__Records for processing__.
========================================================================
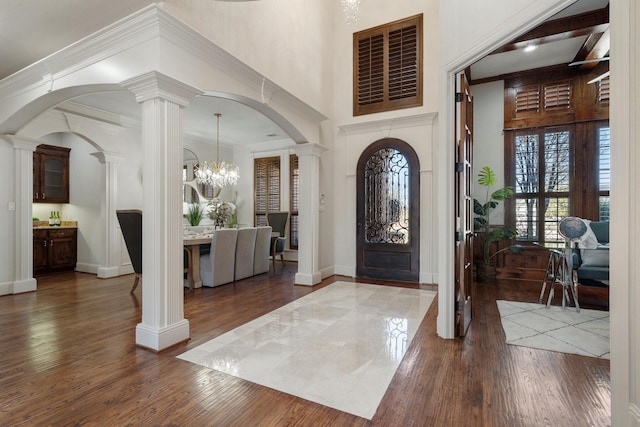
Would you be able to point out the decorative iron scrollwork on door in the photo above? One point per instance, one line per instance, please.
(386, 182)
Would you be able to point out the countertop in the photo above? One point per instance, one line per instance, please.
(63, 224)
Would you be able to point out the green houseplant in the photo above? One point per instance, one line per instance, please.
(491, 235)
(194, 214)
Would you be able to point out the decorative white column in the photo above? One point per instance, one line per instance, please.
(110, 266)
(309, 214)
(162, 98)
(23, 174)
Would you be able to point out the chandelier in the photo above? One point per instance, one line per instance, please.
(351, 10)
(215, 172)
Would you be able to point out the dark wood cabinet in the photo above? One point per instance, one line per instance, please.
(54, 249)
(51, 174)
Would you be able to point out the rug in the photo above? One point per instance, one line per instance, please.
(533, 325)
(339, 346)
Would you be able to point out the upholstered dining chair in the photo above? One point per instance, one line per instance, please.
(245, 253)
(278, 223)
(218, 266)
(262, 250)
(131, 225)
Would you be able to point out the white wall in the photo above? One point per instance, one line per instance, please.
(7, 217)
(351, 135)
(488, 138)
(254, 33)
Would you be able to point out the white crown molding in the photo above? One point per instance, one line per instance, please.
(126, 33)
(149, 23)
(93, 113)
(388, 124)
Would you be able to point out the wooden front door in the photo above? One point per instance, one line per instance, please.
(388, 212)
(464, 206)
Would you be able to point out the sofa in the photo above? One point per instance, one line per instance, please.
(593, 256)
(235, 254)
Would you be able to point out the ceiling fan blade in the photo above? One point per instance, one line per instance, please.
(588, 61)
(600, 77)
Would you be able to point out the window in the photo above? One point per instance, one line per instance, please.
(388, 67)
(267, 188)
(604, 171)
(557, 172)
(294, 199)
(542, 172)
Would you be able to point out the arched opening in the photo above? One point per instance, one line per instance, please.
(388, 212)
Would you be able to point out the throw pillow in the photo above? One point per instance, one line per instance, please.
(589, 240)
(595, 257)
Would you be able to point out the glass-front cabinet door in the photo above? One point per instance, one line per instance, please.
(51, 174)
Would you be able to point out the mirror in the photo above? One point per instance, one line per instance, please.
(189, 161)
(190, 192)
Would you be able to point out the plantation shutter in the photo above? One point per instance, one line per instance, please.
(266, 188)
(388, 67)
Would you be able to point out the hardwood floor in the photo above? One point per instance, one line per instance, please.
(68, 357)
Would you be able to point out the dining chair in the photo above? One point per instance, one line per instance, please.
(262, 250)
(245, 253)
(278, 223)
(218, 266)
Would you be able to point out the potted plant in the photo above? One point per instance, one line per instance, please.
(220, 212)
(486, 268)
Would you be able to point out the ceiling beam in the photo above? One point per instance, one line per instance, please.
(585, 24)
(599, 50)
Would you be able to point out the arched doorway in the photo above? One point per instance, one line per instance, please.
(388, 212)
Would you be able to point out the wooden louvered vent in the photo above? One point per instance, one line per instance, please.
(603, 91)
(557, 96)
(388, 67)
(371, 70)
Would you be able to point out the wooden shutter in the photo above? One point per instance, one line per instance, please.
(266, 188)
(294, 200)
(388, 67)
(603, 90)
(370, 79)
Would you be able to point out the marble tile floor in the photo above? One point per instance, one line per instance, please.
(339, 346)
(533, 325)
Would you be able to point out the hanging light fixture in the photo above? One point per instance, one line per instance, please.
(351, 10)
(215, 172)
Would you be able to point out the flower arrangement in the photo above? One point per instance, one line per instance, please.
(220, 212)
(194, 214)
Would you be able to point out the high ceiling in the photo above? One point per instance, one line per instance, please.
(578, 33)
(38, 28)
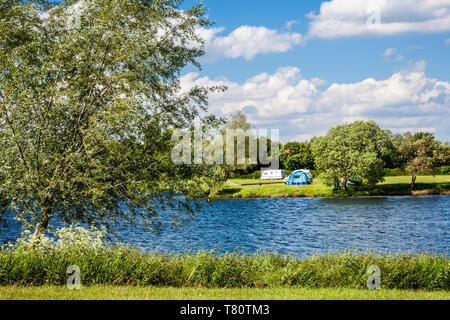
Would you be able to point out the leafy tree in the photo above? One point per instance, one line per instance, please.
(420, 152)
(394, 159)
(89, 92)
(295, 155)
(350, 150)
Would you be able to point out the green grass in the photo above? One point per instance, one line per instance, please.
(400, 185)
(123, 267)
(154, 293)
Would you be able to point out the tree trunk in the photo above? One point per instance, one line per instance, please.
(40, 227)
(413, 182)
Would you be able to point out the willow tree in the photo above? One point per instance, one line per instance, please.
(89, 92)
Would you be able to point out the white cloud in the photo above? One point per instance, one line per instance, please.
(289, 24)
(389, 52)
(344, 18)
(407, 101)
(247, 42)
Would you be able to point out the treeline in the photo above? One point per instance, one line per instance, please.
(363, 152)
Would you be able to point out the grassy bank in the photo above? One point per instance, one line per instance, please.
(205, 270)
(400, 185)
(154, 293)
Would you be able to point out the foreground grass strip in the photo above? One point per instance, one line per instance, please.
(124, 267)
(153, 293)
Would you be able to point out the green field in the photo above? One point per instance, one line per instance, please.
(154, 293)
(246, 188)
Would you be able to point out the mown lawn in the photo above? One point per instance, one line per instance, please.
(153, 293)
(246, 188)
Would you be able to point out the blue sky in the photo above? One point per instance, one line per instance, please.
(304, 66)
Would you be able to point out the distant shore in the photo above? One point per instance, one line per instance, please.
(392, 186)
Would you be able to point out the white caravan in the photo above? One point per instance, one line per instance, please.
(273, 175)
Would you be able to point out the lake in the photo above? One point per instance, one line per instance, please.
(302, 226)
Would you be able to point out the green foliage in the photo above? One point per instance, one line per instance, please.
(355, 149)
(444, 170)
(296, 156)
(122, 266)
(89, 93)
(421, 153)
(394, 172)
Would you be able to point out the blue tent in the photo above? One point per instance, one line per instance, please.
(298, 179)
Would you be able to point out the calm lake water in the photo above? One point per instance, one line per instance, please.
(303, 226)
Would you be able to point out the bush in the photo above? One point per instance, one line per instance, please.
(444, 170)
========================================================================
__Objective__.
Rewrite every one of the items above, swapping "in the photo above" for "in the image shown" and keeping everything else the same. Please leave the pictures out of your answer.

__Exercise result__.
Would you be able to point out the decorative iron scrollwork on door in the image shown? One point per instance, one line per instance, please.
(386, 182)
Would you be able to point out the countertop in the image shown? One point per instance, one line per instance, please.
(63, 224)
Would you be able to point out the green houseplant in the image shown? One point per instance, one line per instance, please.
(491, 235)
(194, 214)
Would you be able to point out the decorative white column in the image shown? One point per instance, one line per instance, please.
(110, 266)
(309, 214)
(162, 98)
(23, 174)
Would you be able to point out the chandelier in the image shown? One point per instance, one line per instance, please.
(351, 10)
(215, 172)
Would you be able to point out the dark wood cabinet in the image shown? One point per instance, one line per instance, please.
(54, 249)
(51, 174)
Would you be able to point out the rug in the image shown? One point per instance, one line per instance, please.
(533, 325)
(339, 346)
Would you be able to point out the upholstered dining chair in the image shown? One point per instance, one line per instance, please.
(245, 253)
(278, 223)
(218, 266)
(262, 250)
(131, 225)
Would you be able to point out the white wall in the image shown? One point per instance, one line per instance, please.
(7, 217)
(351, 135)
(488, 138)
(254, 33)
Would you be able to point out the white crown molding in the image shown? One point per instance, one line per instance, please.
(126, 33)
(149, 23)
(93, 113)
(388, 124)
Would you be able to point out the wooden front door in the image shown? One point per instance, one line per instance, please.
(388, 212)
(464, 206)
Would you be able to point out the sofa in the image shown? One point per instance, one line per instance, please.
(593, 256)
(235, 254)
Would you be able to point out the ceiling fan blade in the image shown? One point per instance, one line per instance, please.
(588, 61)
(600, 77)
Would you be able to point out the window in the image shown? One point per instance, one line per instance, please.
(388, 67)
(267, 188)
(604, 171)
(557, 172)
(294, 199)
(542, 172)
Would you be able to point out the arched opening in the image shown? One point per instance, one line per instance, please.
(388, 212)
Would you be able to point out the throw pillow in the image shown? One point per instance, one line per instance, please.
(589, 240)
(595, 257)
Would you be able to point out the glass-front cabinet door in the image shown? One point per instance, one line per instance, please.
(51, 174)
Would you be able to point out the mirror in the image shown? One point per instance, one line per instance, please.
(189, 161)
(190, 192)
Would you be able to point out the plantation shutter in the image shown? One point per instance, one line per instance, please.
(266, 188)
(388, 67)
Would you be able to point out the hardwood floor in the image shown? One point per instance, one line per instance, please.
(68, 357)
Would you be able to point out the dining chair in the image shown? One point per instance, one line per instance, please.
(262, 250)
(245, 253)
(278, 223)
(218, 266)
Would you be able to point out the potted plant in the image shown? One point per instance, one line per instance, please.
(220, 212)
(486, 268)
Would you be able to point out the ceiling beam in the image shown? One point per instance, one line per instance, please.
(585, 24)
(599, 50)
Would you be able to point out the arched doorway in the image shown? One point per instance, one line per instance, please.
(388, 212)
Would you be able to point out the wooden louvered vent in the image shown? One point per instance, one line per instance, please.
(603, 91)
(557, 96)
(388, 67)
(371, 70)
Would you be able to point out the wooden shutter in the image shown? One point per instance, one line per instance, please.
(266, 188)
(294, 200)
(388, 67)
(603, 90)
(370, 79)
Would you be able to point out the marble tile floor in the image shown? One point per instance, one line per instance, please.
(339, 346)
(533, 325)
Would you be able to point out the hanging light fixture in the image shown? One point per instance, one line per instance, please.
(351, 10)
(215, 172)
Would you be able to point out the flower arrangement in the image shown? One point per instance, one line per instance, please.
(220, 212)
(194, 214)
Would you be able to point out the high ceiling in the image shown? One point per instance, one line per instance, please.
(578, 33)
(38, 28)
Would you be able to point out the leafy tree in the image shown? One point per instance, one line per instance, please.
(420, 152)
(394, 159)
(89, 92)
(295, 155)
(350, 150)
Would you be able to point out the green grass in the image shown? One point per instance, one line per instance, please.
(400, 185)
(123, 267)
(154, 293)
Would you be able to point out the tree trunk in the image shown? One point per instance, one line per instance, please.
(40, 227)
(413, 182)
Would you be able to point out the willow tree in the image shown? One point per instance, one line per instance, please.
(89, 92)
Would you be able to point out the white cloud in the image shown? One point per instance, one line per instance, please.
(289, 24)
(389, 52)
(344, 18)
(407, 101)
(247, 42)
Would you be able to point out the treeline in the image shown? One point per instance, one line per instance, please.
(363, 152)
Would you be able to point out the grassy bank in the image shown? One point per instance, one line per instance, please.
(205, 270)
(400, 185)
(154, 293)
Would you be able to point out the foreground grass strip in the image shown? One point per instance, one line per instance, please.
(124, 267)
(153, 293)
Would you be able to point out the green field in the image shown? One point per instance, one line per instance, please.
(154, 293)
(246, 188)
Would you be able to point out the mown lawn in the image shown? One point per instance, one line per instance, please.
(153, 293)
(246, 188)
Would you be able to point out the blue sky in the image shown? One point per instance, one line per instance, please.
(304, 66)
Would you be able to point out the distant shore in the image shown? One point per instance, one line per instance, please.
(392, 186)
Would you be able to point out the white caravan in the image shown? One point per instance, one line per instance, please.
(273, 175)
Would you be able to point out the lake in the image shown? One point per instance, one line per instance, please.
(302, 226)
Would you be able to point out the green foliage in the image shown? One point per instance, one line per instance, please.
(355, 149)
(444, 170)
(296, 156)
(122, 266)
(89, 93)
(421, 153)
(394, 172)
Would you be able to point out the blue tent in the image shown? One point per instance, one line per instance, please.
(298, 179)
Would you be able to point out the calm lake water in the image shown? One point per instance, one line per instance, please.
(303, 226)
Would you be able to point out the bush in the image shown? One point per instance, one line per instance, please.
(444, 170)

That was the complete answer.